Exercise: Copy out exactly each line from the line with "the wooden fence" through the last line of the material below.

* Start Listed entries *

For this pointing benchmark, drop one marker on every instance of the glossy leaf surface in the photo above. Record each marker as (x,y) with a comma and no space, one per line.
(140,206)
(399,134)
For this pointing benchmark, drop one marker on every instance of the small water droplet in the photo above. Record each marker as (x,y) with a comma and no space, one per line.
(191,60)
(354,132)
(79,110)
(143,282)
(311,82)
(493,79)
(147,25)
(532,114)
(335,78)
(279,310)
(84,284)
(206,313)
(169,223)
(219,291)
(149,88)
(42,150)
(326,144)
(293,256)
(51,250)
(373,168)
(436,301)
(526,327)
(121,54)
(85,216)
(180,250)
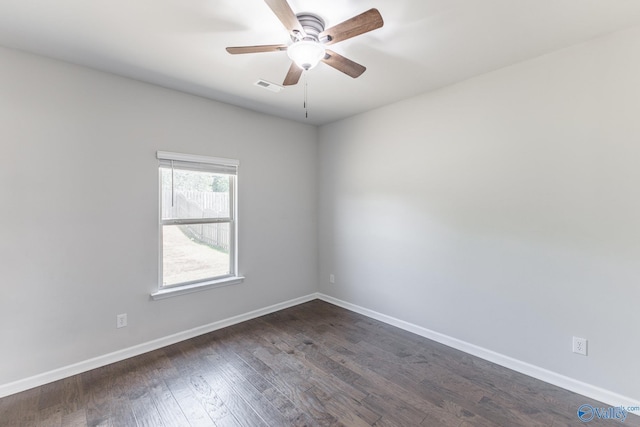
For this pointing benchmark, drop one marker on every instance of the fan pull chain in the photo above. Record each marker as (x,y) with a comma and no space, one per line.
(306,110)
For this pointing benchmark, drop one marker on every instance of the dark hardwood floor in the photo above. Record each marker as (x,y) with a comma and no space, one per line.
(313,364)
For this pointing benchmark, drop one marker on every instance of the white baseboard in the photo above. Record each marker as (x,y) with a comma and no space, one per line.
(117,356)
(588,390)
(597,393)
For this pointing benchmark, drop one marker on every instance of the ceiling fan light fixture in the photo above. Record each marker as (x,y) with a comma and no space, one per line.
(306,53)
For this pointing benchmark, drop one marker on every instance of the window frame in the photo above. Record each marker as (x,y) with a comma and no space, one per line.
(204,164)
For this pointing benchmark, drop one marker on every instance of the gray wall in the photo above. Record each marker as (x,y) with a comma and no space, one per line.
(503,211)
(79,201)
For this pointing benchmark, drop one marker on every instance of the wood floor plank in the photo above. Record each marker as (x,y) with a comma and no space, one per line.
(314,364)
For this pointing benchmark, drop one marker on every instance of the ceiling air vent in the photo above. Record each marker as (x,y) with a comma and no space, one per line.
(268,85)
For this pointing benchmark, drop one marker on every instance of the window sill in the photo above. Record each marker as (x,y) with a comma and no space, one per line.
(196,287)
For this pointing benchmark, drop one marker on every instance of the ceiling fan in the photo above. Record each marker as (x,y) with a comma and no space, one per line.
(309,38)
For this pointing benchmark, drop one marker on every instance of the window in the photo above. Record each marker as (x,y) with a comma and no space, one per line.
(197,222)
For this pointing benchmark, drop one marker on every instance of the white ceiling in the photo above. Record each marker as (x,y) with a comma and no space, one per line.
(424,44)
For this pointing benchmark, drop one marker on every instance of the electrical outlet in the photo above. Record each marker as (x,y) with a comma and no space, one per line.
(580,345)
(121,320)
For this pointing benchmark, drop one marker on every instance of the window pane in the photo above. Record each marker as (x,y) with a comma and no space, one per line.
(195,194)
(195,252)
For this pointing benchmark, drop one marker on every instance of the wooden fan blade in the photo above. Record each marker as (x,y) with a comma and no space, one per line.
(285,14)
(256,49)
(340,63)
(360,24)
(293,76)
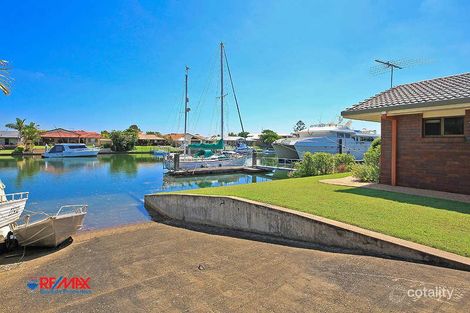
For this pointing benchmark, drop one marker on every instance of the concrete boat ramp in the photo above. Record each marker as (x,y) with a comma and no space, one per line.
(155,267)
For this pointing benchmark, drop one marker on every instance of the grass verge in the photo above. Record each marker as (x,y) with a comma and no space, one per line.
(441,224)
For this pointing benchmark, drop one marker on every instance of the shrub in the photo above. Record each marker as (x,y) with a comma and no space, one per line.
(343,162)
(123,140)
(370,170)
(314,164)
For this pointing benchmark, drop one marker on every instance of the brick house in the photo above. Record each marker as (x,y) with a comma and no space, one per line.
(9,139)
(150,140)
(425,133)
(60,135)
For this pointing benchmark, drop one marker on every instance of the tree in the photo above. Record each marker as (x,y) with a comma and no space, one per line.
(4,77)
(30,135)
(243,134)
(134,128)
(268,136)
(123,140)
(299,126)
(19,125)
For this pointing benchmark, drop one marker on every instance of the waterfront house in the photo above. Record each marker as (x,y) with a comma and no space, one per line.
(425,133)
(61,135)
(150,140)
(177,140)
(9,139)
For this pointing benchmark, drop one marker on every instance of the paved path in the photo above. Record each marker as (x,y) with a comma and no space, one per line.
(154,267)
(352,182)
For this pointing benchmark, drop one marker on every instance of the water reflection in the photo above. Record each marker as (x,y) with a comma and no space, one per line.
(28,167)
(112,185)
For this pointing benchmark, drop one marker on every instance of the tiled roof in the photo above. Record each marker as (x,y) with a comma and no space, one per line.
(63,133)
(143,136)
(450,89)
(10,134)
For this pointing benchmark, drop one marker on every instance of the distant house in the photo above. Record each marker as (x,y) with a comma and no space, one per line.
(150,140)
(425,133)
(9,138)
(61,135)
(177,139)
(232,141)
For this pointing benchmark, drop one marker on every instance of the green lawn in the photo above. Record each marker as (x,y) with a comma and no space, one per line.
(6,151)
(437,223)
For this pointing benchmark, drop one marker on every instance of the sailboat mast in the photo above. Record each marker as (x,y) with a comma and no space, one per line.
(186,109)
(222,91)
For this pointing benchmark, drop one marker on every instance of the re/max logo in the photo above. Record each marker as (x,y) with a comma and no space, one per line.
(60,285)
(64,283)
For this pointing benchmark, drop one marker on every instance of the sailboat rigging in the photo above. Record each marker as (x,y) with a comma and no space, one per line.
(205,156)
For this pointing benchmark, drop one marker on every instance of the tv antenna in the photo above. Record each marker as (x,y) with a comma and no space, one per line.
(390,66)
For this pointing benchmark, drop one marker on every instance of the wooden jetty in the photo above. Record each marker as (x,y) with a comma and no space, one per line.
(218,170)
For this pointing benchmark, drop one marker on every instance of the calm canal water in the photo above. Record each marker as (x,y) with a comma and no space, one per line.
(112,185)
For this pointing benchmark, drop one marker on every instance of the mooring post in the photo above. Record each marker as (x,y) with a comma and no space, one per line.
(176,163)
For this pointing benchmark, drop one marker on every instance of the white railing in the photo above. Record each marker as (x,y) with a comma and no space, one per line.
(14,196)
(73,208)
(275,162)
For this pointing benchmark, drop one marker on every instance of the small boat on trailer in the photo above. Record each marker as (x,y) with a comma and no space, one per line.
(51,230)
(11,208)
(70,150)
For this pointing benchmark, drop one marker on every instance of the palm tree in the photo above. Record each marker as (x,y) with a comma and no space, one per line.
(31,134)
(5,79)
(19,125)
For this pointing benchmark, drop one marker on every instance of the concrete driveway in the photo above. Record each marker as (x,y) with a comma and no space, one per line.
(154,267)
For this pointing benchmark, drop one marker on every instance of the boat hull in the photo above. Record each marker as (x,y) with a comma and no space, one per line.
(74,154)
(49,232)
(285,151)
(193,164)
(10,211)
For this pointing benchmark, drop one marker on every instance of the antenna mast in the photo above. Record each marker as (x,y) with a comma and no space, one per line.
(391,66)
(186,108)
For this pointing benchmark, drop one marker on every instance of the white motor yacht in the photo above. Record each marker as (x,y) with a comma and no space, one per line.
(329,138)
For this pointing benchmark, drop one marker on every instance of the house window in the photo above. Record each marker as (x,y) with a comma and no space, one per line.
(443,126)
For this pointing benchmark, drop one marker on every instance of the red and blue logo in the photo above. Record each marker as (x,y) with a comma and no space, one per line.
(60,285)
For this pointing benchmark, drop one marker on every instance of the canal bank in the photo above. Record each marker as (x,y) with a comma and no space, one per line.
(233,213)
(113,186)
(166,268)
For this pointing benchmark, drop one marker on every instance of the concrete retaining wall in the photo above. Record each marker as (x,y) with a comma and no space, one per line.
(245,215)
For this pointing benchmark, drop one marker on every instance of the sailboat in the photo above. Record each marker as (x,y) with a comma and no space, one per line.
(204,156)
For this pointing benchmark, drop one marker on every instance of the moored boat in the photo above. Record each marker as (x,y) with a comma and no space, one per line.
(11,208)
(329,138)
(68,150)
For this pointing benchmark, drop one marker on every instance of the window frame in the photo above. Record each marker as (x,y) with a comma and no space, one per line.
(442,118)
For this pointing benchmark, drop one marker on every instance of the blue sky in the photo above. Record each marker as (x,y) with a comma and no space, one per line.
(98,65)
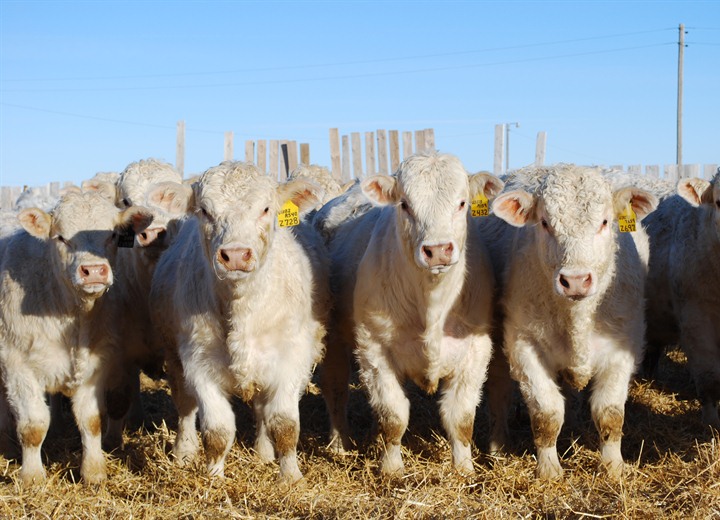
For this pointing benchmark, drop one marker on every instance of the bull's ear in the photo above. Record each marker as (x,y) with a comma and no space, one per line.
(485,183)
(303,192)
(36,222)
(696,191)
(171,197)
(69,189)
(642,201)
(381,189)
(514,207)
(136,217)
(107,189)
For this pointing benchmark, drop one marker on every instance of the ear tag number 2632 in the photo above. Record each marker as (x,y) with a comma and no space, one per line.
(480,206)
(626,220)
(289,215)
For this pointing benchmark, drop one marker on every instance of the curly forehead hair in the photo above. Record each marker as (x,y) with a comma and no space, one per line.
(232,179)
(575,196)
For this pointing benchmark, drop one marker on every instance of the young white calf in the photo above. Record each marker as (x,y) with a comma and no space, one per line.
(158,187)
(237,299)
(53,324)
(413,292)
(572,298)
(683,289)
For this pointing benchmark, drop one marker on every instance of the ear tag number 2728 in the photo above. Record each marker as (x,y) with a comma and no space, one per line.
(289,215)
(626,220)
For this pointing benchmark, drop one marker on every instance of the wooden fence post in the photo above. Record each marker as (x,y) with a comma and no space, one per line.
(419,141)
(429,139)
(709,171)
(250,151)
(336,166)
(292,156)
(228,152)
(540,145)
(6,199)
(671,173)
(305,153)
(407,144)
(273,170)
(180,148)
(262,155)
(394,151)
(690,170)
(369,153)
(346,171)
(357,158)
(382,151)
(499,150)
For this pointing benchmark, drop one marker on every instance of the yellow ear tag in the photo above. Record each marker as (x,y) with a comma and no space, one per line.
(626,220)
(480,206)
(289,215)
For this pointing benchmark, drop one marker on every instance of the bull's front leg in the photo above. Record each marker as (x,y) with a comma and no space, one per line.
(607,405)
(281,425)
(335,381)
(544,401)
(87,402)
(217,421)
(388,401)
(186,444)
(26,400)
(461,395)
(701,343)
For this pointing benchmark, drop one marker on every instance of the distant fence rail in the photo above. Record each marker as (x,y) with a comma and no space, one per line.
(358,154)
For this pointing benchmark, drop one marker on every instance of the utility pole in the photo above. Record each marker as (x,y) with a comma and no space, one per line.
(507,144)
(681,53)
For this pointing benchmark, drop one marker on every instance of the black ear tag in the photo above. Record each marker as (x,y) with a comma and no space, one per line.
(126,238)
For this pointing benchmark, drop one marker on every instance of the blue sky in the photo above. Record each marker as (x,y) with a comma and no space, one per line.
(91,86)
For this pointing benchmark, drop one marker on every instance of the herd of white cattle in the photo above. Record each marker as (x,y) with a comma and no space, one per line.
(232,284)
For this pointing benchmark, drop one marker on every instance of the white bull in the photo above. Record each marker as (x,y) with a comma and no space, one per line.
(53,321)
(413,294)
(572,298)
(249,319)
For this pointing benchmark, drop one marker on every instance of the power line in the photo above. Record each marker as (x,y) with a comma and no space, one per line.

* End Listed entries *

Result of the task:
For this pointing benchmark, drop one marker on every instance of the wooden fence post in the photo above. Record each marker as (x,y) with a comma and no space, one per line.
(419,141)
(429,139)
(709,171)
(250,151)
(336,166)
(292,156)
(228,152)
(540,145)
(6,199)
(671,173)
(305,153)
(407,144)
(273,170)
(180,148)
(262,155)
(394,151)
(690,170)
(369,153)
(346,171)
(357,158)
(382,151)
(499,150)
For this pointing benchmark, drop one marker on every instance of the yellow ear tag in the photo above. Record each marker as (x,y) with a comma and no space, one per line.
(626,220)
(480,206)
(289,215)
For this pointing benchmark, drop one marker on every instance of the bull's front leg in the photo above. Record each marker as (x,y) with a comma and no space, one per line.
(607,405)
(281,425)
(335,381)
(544,401)
(87,402)
(217,421)
(388,401)
(186,444)
(26,400)
(461,395)
(701,343)
For this pointing benchmark, drop one marker on every instance of the distant fence rail in the photo above. Record each marker as (x,y) with a comma and no space, one per line.
(358,154)
For this pointing benchmark, drop one marker on every instance of the utility pole in the photo above. Record each marker as (x,y) with a comma and no space, one per line.
(507,144)
(681,53)
For this pointing benchmark, drop one marker on every instance of the black ear tag in the photo above. Record each marker as (x,y) with a comma and no space, one per line.
(126,238)
For this pointing benchmark, drop one marker on every instance of the blue sky in the photo above. Record each marker as (x,y) with a comma and no space, one per line.
(91,86)
For this pointing benchmark, drop one marker on every instance of the herd of white cattle in the photo above. Record each marker as (x,y) with a comma and no space, one per line.
(232,284)
For this pointing benchmark, drop one marker on every instance of the white bull in the photo above. Record each marker as (x,y) with a comma and no space, one per line.
(53,321)
(413,294)
(572,298)
(249,319)
For this pointing benchmark, drop one marker on every instance of the power line in the photo above. Record each marker as (x,y) with a comma and no space, one per line.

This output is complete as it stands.